#### INFORMATION GIVEN ####

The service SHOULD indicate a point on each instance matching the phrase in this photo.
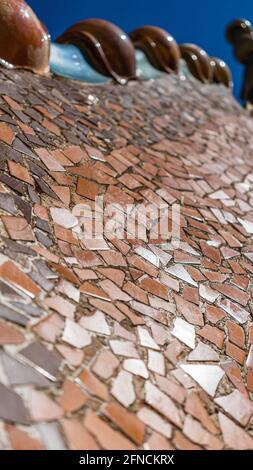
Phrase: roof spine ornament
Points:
(197, 61)
(221, 72)
(24, 41)
(240, 34)
(159, 46)
(107, 48)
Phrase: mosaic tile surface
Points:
(124, 344)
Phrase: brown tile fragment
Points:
(189, 310)
(6, 133)
(158, 442)
(12, 273)
(18, 171)
(78, 438)
(72, 397)
(236, 353)
(126, 421)
(236, 334)
(94, 291)
(10, 335)
(21, 440)
(93, 385)
(108, 438)
(87, 188)
(234, 436)
(182, 443)
(106, 364)
(212, 334)
(18, 228)
(154, 287)
(43, 408)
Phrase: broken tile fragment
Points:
(207, 376)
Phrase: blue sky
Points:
(199, 21)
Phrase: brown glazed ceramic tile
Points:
(107, 437)
(72, 397)
(21, 440)
(127, 422)
(78, 438)
(125, 343)
(6, 133)
(10, 335)
(17, 228)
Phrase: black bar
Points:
(112, 459)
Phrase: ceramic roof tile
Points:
(124, 342)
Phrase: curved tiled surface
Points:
(95, 50)
(197, 61)
(107, 48)
(24, 41)
(221, 72)
(159, 46)
(124, 344)
(67, 60)
(240, 34)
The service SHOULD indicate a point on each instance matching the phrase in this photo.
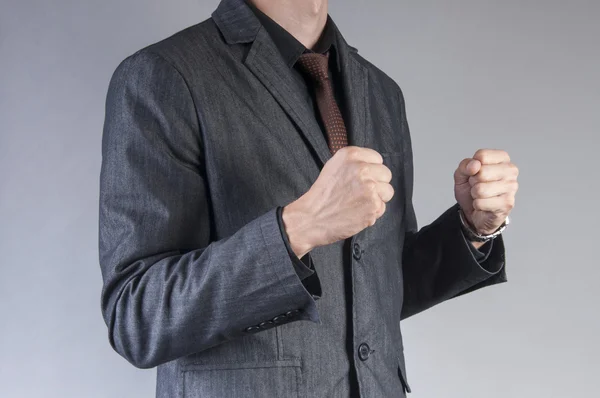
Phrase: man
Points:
(257, 232)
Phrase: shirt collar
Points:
(289, 47)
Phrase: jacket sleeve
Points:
(438, 262)
(168, 289)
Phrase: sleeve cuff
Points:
(483, 252)
(304, 266)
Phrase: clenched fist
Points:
(485, 187)
(349, 195)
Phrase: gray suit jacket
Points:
(204, 137)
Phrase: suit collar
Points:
(238, 24)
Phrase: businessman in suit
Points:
(257, 232)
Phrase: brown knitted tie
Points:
(315, 66)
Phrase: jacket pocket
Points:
(402, 372)
(244, 379)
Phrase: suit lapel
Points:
(266, 63)
(354, 79)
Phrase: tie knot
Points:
(315, 65)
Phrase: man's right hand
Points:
(349, 195)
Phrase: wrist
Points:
(298, 225)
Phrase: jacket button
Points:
(356, 252)
(364, 351)
(292, 313)
(280, 318)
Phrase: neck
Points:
(303, 19)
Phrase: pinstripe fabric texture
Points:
(315, 67)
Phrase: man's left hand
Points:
(485, 187)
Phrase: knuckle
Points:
(477, 190)
(481, 155)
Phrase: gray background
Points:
(516, 75)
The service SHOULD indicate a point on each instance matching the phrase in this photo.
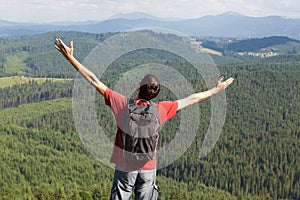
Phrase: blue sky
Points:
(82, 10)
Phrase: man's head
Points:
(149, 87)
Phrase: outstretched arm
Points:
(197, 97)
(67, 52)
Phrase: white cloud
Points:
(79, 10)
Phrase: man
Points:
(140, 176)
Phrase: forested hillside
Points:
(42, 157)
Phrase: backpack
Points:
(140, 132)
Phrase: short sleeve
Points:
(166, 110)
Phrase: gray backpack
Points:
(140, 132)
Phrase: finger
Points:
(221, 78)
(229, 81)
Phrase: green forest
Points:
(43, 157)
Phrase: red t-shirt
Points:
(118, 104)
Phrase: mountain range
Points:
(229, 24)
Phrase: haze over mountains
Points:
(229, 24)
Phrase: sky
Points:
(82, 10)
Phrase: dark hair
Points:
(149, 87)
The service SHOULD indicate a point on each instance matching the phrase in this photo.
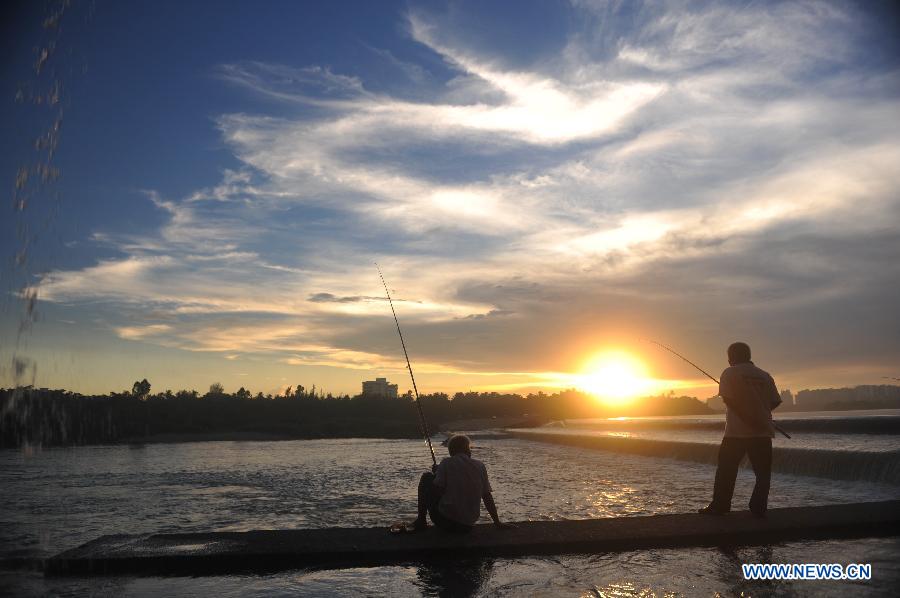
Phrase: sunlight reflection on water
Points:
(59, 498)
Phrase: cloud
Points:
(695, 171)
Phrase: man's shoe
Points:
(712, 510)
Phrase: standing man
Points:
(750, 396)
(452, 495)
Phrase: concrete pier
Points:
(272, 550)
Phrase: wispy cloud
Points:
(674, 168)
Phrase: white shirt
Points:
(754, 392)
(464, 481)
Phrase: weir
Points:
(835, 464)
(272, 550)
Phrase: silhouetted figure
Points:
(750, 395)
(453, 493)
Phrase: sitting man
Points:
(453, 493)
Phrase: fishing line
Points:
(423, 425)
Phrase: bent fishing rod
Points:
(708, 375)
(422, 423)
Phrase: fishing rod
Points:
(708, 375)
(423, 425)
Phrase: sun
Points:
(615, 377)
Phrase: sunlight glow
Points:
(616, 377)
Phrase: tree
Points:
(141, 390)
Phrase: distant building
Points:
(787, 398)
(379, 387)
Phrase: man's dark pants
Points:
(731, 452)
(429, 498)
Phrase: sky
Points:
(542, 183)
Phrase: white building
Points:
(379, 387)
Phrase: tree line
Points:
(30, 416)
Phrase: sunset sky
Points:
(542, 184)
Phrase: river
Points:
(54, 499)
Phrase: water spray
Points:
(708, 375)
(422, 423)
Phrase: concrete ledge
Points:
(272, 550)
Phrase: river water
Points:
(54, 499)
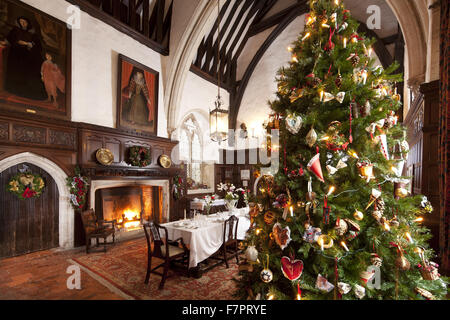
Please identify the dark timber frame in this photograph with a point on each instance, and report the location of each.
(253, 16)
(147, 21)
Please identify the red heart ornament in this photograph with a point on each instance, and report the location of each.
(292, 269)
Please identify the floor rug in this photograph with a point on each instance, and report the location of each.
(122, 269)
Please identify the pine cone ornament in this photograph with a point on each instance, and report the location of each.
(338, 81)
(381, 206)
(354, 59)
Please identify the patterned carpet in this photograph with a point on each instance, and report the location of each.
(122, 269)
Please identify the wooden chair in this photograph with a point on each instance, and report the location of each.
(97, 229)
(166, 250)
(230, 245)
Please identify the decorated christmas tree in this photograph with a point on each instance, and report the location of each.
(337, 220)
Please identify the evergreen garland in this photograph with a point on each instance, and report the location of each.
(333, 89)
(139, 156)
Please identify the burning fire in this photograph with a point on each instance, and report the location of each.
(131, 221)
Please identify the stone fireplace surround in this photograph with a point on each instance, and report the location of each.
(107, 184)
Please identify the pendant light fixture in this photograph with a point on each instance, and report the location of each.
(218, 117)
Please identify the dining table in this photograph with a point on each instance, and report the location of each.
(204, 236)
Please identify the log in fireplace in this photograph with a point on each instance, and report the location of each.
(129, 206)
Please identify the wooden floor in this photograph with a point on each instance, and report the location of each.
(42, 276)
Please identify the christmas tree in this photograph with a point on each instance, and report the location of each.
(337, 221)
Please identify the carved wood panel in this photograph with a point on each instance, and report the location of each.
(28, 134)
(4, 131)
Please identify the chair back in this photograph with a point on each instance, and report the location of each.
(230, 229)
(89, 220)
(153, 235)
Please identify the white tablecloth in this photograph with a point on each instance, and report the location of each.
(205, 241)
(200, 204)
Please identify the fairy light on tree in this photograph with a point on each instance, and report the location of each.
(338, 110)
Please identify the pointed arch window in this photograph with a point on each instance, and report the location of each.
(191, 152)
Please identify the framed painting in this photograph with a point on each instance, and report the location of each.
(137, 98)
(35, 61)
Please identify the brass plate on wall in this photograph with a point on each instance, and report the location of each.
(164, 161)
(105, 157)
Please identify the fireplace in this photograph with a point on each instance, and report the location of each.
(131, 203)
(129, 206)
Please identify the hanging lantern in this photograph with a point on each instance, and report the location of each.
(218, 122)
(218, 118)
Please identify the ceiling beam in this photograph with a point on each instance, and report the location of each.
(270, 21)
(236, 97)
(379, 47)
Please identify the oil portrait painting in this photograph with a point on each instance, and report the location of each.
(138, 97)
(34, 61)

####

(WHAT YOU WILL DO):
If a line of the entries contains the string "cloud", it counts; report how many such lines there are, as a bare number.

(OUTPUT):
3